Data for this exercise:
• • • • • • •

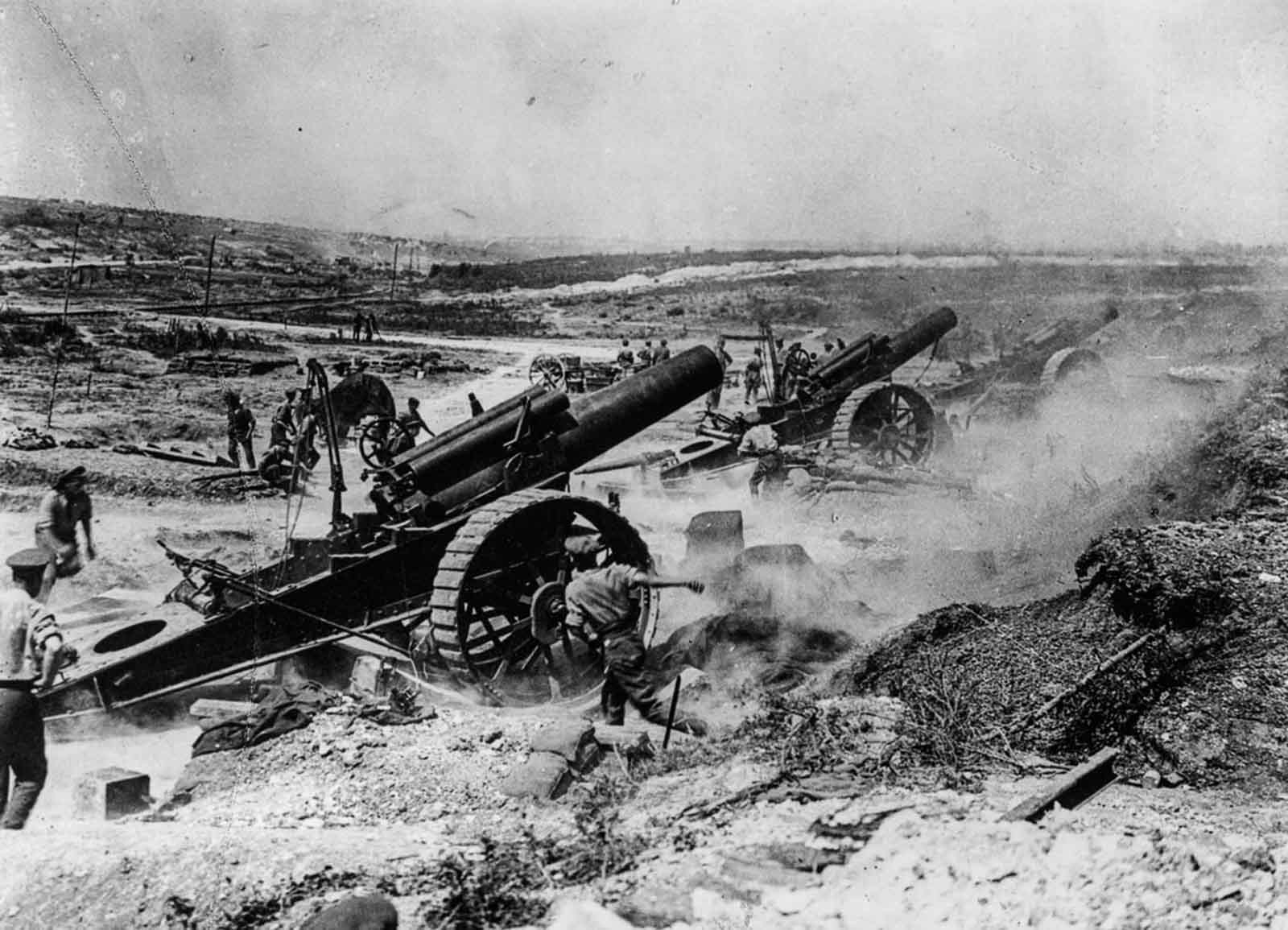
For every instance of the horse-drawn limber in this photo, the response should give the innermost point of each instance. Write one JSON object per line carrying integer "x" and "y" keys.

• • • • • • •

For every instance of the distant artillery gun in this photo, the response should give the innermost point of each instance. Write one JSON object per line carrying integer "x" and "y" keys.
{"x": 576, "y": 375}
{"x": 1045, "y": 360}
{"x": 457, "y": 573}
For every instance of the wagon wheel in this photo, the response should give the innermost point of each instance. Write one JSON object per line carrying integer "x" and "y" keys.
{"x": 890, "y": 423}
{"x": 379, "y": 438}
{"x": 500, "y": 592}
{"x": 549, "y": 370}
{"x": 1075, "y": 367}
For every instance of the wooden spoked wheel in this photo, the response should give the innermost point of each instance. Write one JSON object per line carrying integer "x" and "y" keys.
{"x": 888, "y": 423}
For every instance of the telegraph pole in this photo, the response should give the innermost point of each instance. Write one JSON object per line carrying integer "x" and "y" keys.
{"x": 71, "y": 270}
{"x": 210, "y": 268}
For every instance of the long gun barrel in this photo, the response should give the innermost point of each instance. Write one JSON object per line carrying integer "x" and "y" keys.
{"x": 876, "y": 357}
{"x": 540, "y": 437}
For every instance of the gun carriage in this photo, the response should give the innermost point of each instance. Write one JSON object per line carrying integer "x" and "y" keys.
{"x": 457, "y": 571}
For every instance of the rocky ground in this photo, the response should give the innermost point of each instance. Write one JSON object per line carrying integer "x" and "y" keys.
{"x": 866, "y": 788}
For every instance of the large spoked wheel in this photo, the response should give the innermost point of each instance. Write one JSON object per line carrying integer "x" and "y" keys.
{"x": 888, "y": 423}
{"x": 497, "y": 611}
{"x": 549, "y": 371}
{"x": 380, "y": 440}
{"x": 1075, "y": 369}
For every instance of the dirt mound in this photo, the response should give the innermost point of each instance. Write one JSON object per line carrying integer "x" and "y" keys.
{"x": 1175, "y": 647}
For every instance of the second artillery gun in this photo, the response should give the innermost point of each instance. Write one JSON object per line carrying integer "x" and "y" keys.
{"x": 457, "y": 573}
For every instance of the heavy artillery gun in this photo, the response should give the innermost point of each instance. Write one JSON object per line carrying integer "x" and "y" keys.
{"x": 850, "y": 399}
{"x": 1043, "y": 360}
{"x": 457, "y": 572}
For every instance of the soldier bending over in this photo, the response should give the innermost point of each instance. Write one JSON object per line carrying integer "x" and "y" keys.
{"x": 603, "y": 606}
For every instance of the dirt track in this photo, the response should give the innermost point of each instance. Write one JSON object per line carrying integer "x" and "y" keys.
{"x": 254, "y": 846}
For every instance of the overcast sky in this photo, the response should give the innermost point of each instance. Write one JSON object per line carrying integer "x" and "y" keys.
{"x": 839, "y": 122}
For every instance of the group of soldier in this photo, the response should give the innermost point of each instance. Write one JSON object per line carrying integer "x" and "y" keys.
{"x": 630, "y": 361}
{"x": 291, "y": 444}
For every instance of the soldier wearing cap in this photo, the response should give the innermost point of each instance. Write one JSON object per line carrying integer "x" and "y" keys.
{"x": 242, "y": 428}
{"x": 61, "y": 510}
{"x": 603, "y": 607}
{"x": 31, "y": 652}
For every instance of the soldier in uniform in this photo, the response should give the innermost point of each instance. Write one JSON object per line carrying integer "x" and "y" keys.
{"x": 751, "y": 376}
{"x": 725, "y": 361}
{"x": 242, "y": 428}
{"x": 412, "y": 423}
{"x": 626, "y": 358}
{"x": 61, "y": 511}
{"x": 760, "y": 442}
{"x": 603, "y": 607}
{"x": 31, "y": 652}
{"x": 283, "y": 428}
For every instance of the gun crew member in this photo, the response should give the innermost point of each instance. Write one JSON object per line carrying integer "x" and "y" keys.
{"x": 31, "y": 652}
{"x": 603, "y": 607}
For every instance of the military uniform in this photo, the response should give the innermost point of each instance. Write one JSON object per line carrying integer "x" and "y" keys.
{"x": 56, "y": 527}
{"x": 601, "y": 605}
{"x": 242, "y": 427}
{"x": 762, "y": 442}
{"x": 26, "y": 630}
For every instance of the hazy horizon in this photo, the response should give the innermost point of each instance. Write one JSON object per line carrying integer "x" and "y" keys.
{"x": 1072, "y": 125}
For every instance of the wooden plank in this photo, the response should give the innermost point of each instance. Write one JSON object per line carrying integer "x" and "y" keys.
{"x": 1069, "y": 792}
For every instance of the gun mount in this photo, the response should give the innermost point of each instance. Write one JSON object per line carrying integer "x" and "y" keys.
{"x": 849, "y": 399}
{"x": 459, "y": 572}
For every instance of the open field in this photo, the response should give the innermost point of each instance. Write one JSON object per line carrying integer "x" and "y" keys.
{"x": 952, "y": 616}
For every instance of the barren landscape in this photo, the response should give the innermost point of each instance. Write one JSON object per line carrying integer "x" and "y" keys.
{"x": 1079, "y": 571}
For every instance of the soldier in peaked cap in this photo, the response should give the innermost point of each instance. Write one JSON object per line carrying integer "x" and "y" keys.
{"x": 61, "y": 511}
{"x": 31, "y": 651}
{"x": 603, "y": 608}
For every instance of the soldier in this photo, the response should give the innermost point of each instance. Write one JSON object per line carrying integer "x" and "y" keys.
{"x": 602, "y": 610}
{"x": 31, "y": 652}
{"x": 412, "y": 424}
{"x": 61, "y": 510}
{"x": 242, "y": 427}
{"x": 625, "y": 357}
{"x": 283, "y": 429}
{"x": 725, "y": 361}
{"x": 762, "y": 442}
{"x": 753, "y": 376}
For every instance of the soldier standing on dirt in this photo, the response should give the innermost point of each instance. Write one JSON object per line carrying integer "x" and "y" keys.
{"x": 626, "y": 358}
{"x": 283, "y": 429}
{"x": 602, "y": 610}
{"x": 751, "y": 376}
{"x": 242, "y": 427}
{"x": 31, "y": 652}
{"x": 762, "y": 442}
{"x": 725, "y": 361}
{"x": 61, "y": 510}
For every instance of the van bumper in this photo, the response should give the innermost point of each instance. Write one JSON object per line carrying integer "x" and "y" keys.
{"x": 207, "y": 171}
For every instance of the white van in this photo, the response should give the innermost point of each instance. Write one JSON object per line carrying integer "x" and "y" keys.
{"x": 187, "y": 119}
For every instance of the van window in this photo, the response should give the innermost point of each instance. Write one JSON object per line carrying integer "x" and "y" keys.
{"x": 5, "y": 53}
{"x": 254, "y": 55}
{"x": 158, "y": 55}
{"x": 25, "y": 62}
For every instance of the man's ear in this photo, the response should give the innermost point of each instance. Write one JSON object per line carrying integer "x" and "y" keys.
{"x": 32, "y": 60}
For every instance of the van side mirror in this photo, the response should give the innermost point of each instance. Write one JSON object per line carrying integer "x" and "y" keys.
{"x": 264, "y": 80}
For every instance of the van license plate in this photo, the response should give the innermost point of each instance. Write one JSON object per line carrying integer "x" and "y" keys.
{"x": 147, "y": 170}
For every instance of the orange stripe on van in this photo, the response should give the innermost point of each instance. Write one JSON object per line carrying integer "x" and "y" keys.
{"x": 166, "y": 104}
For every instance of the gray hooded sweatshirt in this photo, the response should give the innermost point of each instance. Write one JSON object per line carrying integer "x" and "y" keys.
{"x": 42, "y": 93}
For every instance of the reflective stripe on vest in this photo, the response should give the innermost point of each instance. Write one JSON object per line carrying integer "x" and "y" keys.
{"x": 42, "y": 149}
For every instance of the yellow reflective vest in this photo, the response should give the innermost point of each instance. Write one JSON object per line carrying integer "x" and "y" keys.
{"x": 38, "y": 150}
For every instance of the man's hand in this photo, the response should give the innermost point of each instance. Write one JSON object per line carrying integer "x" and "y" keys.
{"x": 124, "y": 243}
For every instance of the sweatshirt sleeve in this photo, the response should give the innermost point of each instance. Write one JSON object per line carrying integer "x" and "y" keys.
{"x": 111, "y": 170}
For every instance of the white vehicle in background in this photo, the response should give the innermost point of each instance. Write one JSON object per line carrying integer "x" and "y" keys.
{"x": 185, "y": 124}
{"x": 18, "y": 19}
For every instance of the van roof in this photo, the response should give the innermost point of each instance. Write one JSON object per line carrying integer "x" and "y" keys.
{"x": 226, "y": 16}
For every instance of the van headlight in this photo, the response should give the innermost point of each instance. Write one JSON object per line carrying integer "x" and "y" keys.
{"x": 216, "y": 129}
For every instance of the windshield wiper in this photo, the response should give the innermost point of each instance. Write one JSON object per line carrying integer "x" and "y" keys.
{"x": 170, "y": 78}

• • • • • • •

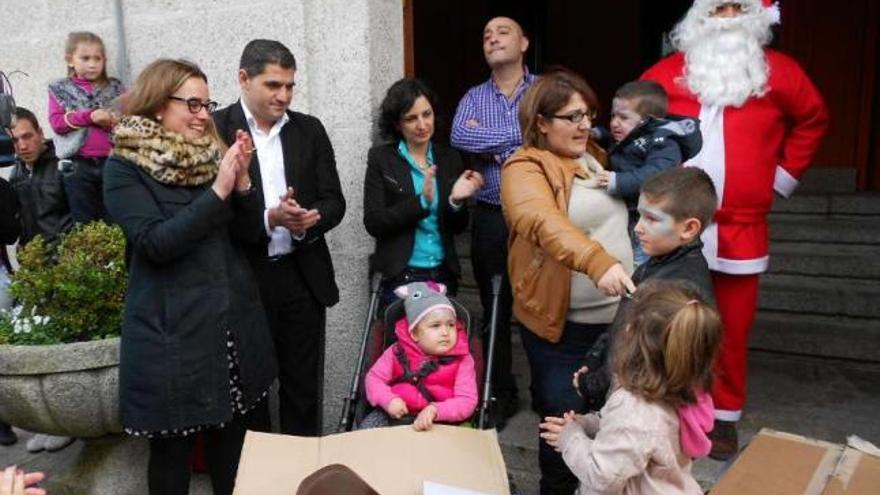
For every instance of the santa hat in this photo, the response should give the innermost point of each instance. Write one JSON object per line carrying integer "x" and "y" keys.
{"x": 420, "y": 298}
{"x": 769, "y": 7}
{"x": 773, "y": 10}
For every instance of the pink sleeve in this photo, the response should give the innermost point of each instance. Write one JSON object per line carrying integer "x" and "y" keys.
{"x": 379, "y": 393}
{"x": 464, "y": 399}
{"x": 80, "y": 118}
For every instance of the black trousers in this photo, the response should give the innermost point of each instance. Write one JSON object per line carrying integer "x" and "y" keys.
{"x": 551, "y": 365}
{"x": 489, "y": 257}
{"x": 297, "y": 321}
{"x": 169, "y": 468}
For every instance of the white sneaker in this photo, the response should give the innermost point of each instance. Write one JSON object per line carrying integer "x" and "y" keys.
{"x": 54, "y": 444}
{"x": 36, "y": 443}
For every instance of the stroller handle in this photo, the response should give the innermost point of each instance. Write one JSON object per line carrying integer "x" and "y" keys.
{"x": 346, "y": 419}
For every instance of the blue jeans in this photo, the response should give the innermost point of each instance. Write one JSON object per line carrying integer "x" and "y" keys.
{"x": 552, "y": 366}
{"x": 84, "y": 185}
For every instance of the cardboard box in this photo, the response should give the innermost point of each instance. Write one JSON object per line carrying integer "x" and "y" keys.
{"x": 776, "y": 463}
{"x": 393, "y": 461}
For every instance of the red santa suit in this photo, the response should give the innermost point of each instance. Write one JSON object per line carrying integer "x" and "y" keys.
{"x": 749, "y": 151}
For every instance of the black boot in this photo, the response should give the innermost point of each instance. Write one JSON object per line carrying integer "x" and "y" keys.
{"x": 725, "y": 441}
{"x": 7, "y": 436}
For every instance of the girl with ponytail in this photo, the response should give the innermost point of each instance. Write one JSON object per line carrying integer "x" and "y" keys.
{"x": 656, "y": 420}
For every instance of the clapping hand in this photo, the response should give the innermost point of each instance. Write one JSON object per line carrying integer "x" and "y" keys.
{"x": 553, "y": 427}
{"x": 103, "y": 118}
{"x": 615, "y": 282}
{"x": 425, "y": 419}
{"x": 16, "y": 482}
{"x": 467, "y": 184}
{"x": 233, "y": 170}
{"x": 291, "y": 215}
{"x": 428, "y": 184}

• • • • • • •

Request: How many lines in the rows above contain the string "reflective"? Case matters. Reply with the number alone.

Response to the task: 2